What the task asks >>
Convert the records from their first line through the line containing "M 181 231 L", inclusive, into a JSON list of strings with one string per line, skipping blank lines and leaving out the pictures.

Dataset records >>
..............................

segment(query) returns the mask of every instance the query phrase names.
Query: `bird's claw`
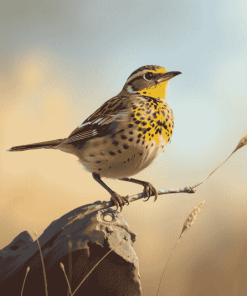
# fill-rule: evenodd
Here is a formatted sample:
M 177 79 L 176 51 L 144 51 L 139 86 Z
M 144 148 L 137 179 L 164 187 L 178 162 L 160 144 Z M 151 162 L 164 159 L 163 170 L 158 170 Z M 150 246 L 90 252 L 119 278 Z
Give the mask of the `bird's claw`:
M 113 192 L 111 200 L 114 202 L 114 205 L 117 207 L 116 211 L 120 207 L 120 212 L 123 210 L 125 204 L 129 205 L 129 196 L 121 196 L 117 192 Z
M 144 201 L 148 201 L 150 196 L 152 196 L 152 195 L 154 195 L 154 201 L 156 201 L 158 198 L 158 192 L 157 192 L 156 188 L 149 182 L 145 182 L 143 184 L 143 186 L 144 186 L 143 191 L 147 195 L 147 198 L 144 199 Z

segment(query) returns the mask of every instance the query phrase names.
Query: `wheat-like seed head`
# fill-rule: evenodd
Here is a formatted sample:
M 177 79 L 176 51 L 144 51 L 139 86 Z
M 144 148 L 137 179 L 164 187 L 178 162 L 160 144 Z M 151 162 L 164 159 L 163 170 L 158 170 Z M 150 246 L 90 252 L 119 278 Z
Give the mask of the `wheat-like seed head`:
M 181 231 L 180 237 L 184 234 L 185 230 L 191 227 L 191 225 L 195 222 L 197 214 L 200 212 L 201 207 L 205 204 L 205 200 L 202 201 L 198 206 L 194 207 L 194 209 L 190 212 L 187 219 L 184 221 L 183 229 Z

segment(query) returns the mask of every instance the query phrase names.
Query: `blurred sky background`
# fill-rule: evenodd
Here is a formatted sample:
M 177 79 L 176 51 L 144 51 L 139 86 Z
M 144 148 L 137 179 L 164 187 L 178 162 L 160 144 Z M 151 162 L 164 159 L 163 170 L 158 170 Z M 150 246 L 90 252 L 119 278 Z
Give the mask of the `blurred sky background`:
M 5 150 L 67 137 L 140 66 L 183 74 L 170 81 L 167 94 L 175 117 L 172 142 L 137 178 L 158 189 L 194 185 L 247 132 L 244 0 L 2 0 L 0 50 L 1 248 L 24 230 L 40 235 L 73 208 L 109 199 L 73 155 Z M 244 147 L 196 194 L 163 195 L 124 208 L 137 233 L 143 295 L 156 295 L 183 222 L 202 200 L 161 293 L 246 295 L 246 176 Z M 142 190 L 106 182 L 123 195 Z

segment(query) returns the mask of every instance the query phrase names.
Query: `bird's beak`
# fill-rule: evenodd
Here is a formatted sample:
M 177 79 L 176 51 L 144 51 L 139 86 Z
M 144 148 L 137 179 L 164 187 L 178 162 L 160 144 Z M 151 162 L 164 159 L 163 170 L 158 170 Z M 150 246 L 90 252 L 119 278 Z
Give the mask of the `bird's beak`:
M 182 74 L 182 73 L 179 71 L 171 71 L 171 72 L 163 73 L 158 77 L 158 79 L 156 81 L 158 83 L 164 82 L 164 81 L 172 79 L 173 77 L 175 77 L 179 74 Z

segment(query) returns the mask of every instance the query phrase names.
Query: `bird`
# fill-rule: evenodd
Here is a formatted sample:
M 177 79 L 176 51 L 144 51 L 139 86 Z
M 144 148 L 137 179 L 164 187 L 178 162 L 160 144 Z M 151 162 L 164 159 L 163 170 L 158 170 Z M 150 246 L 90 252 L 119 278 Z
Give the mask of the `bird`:
M 15 146 L 7 151 L 56 149 L 78 157 L 79 162 L 111 195 L 116 211 L 129 204 L 129 196 L 113 191 L 102 178 L 143 186 L 147 201 L 156 188 L 131 178 L 146 169 L 171 142 L 174 116 L 166 102 L 168 81 L 182 74 L 147 65 L 128 77 L 121 92 L 106 101 L 64 139 Z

..............................

Exercise result >>
[
  "segment(query) returns the mask of every instance the query phrase names.",
  "Query: `bird's claw`",
  "# fill-rule: evenodd",
  "Here is a formatted sample:",
  "M 177 79 L 176 51 L 144 51 L 139 86 Z",
  "M 144 148 L 137 179 L 164 187 L 178 162 L 160 144 Z M 151 162 L 164 159 L 163 170 L 158 170 Z M 150 246 L 90 252 L 119 278 Z",
  "Give the mask of the `bird's claw`:",
  "M 113 192 L 111 200 L 114 202 L 114 205 L 117 207 L 116 211 L 120 207 L 120 212 L 123 210 L 125 204 L 129 205 L 129 196 L 121 196 L 117 192 Z",
  "M 144 201 L 148 201 L 150 196 L 152 196 L 152 195 L 154 195 L 154 201 L 156 201 L 158 198 L 158 192 L 157 192 L 156 188 L 149 182 L 145 182 L 143 184 L 143 186 L 144 186 L 143 191 L 147 195 L 147 198 L 144 199 Z",
  "segment(query) returns the mask of every instance the query phrase names.",
  "Query: `wheat-like seed head`",
  "# fill-rule: evenodd",
  "Here is a formatted sample:",
  "M 177 79 L 176 51 L 144 51 L 139 86 Z",
  "M 144 148 L 137 179 L 164 187 L 178 162 L 160 144 Z M 151 162 L 164 159 L 163 170 L 158 170 Z M 150 246 L 90 252 L 119 278 Z",
  "Give the mask of the `wheat-like seed head`:",
  "M 181 231 L 180 237 L 184 234 L 185 230 L 191 227 L 191 225 L 195 222 L 197 214 L 200 212 L 201 207 L 205 204 L 205 200 L 202 201 L 198 206 L 194 207 L 194 209 L 190 212 L 187 219 L 184 221 L 183 229 Z"
]